* [TASK PROMPT]
Format the data below as a numbered list, leaving out any blank lines.

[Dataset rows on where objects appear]
* BEGIN *

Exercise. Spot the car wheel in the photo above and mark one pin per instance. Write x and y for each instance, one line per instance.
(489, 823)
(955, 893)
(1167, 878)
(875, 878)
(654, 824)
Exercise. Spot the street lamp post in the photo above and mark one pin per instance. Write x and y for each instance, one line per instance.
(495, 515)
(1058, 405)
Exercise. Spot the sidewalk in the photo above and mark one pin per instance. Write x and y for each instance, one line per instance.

* END *

* [ANSWER TO THE EXERCISE]
1. Exercise. Spot the car wheel in the photo above and mark one pin per instance. Write x and y for each instance, one line per instance.
2. (489, 823)
3. (955, 893)
4. (1167, 878)
5. (875, 878)
6. (654, 824)
7. Exercise. Spot the street lamp post in the photo above and mark one pin per instance. Write x and y for each instance, one line per instance.
8. (495, 515)
9. (1058, 405)
10. Exercise. Spot the sidewalk in the photo above and mark one pin per instance. Write x and y for each instance, one line per instance.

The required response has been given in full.